● **INSTRUCTIONS FOR THE TASK**
Exactly the lines from the line containing "Question. Identify the gold" through the final line of the entries below must be returned, and only those, without pictures.

━━━━━━━━

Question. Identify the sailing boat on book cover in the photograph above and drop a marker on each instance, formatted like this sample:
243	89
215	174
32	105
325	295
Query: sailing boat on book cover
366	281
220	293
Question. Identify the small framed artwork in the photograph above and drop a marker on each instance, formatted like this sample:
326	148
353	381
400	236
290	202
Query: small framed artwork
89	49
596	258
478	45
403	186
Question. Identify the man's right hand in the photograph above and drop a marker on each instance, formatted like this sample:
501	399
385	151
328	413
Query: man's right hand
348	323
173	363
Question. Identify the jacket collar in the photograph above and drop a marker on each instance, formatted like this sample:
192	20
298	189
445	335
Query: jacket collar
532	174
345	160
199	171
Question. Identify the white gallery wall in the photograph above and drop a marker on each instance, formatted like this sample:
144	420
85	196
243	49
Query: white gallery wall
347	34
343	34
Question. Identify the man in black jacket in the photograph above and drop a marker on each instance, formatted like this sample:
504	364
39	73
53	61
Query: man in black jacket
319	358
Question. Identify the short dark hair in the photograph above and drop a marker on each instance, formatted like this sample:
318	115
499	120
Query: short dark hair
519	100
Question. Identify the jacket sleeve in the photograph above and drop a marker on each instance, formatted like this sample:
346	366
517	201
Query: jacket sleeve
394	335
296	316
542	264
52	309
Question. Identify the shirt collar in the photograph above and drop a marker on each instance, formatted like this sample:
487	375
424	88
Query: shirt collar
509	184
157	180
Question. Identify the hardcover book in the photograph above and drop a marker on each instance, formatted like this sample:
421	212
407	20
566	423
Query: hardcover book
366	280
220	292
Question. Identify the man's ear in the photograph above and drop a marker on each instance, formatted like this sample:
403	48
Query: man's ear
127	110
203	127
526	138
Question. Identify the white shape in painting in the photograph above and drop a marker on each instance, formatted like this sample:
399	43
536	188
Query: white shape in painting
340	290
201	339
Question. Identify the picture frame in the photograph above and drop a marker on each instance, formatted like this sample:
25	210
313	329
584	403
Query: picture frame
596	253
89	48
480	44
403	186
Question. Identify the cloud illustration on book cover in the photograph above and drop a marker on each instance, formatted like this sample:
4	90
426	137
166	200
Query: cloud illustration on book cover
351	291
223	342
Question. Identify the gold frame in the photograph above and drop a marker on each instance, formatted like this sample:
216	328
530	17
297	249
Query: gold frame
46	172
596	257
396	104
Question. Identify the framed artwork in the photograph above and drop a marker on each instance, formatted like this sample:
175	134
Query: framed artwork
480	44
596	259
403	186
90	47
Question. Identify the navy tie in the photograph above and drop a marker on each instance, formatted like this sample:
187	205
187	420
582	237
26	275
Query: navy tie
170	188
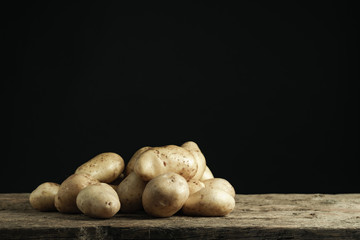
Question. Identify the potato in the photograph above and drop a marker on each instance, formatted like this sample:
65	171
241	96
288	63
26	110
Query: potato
199	158
65	199
209	202
43	197
165	194
105	167
207	174
159	160
98	201
130	165
195	185
220	183
130	192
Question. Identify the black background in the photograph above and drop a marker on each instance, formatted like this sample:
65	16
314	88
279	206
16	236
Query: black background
266	89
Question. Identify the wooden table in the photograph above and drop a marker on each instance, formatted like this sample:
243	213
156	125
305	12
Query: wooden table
265	216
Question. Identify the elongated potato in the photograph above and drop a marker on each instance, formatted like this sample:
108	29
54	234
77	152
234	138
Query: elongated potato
164	195
130	165
209	202
159	160
105	167
43	197
98	201
207	174
220	183
130	192
65	199
199	158
195	185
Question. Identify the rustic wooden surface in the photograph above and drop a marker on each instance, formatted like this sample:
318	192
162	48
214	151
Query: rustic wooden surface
265	216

━━━━━━━━

● **CORRECT RESULT**
Question. Identify the gold frame in the photograph above and drop a marker on each instance, formatted like this sample:
216	328
530	17
297	249
Query: gold frame
46	172
596	257
396	104
Question. Identify the framed artwork in the photograph above and drop a marker on each instance, formatted like this sample:
175	134
Query: framed artwork
480	44
596	259
403	186
90	47
Question. Identify the navy tie in the photograph above and drop a marker on each instance, formatted like this sample:
187	205
187	420
582	237
26	275
Query: navy tie
170	188
Question. Identify the potato in the photograph above and drop a marker on each instance, formatted like this sample:
65	171
241	96
288	63
26	110
Query: potato
199	158
65	199
209	202
43	197
165	194
105	167
207	174
159	160
98	201
130	165
195	185
220	183
130	192
Question. Identify the black background in the photograph above and drop a marker on each instance, formatted like this sample:
65	16
314	88
279	206
16	236
Query: black background
266	89
Question. Identify the wooden table in the photograph above and drop a marker on each instance, formatted like this sample:
243	213
156	125
305	12
Query: wooden table
265	216
Question. Identify the elongated potato in the photograph above and drop a marker on each instance, formatted like this sample:
108	29
54	234
77	152
234	138
Query: elongated potato
164	195
130	165
209	202
159	160
105	167
43	197
98	201
207	174
220	183
130	192
65	199
199	158
195	185
Question. Identify the rustic wooden surface in the photograph above and drop a marker on each instance, formatted like this sample:
318	192
162	48
214	151
Query: rustic wooden surface
265	216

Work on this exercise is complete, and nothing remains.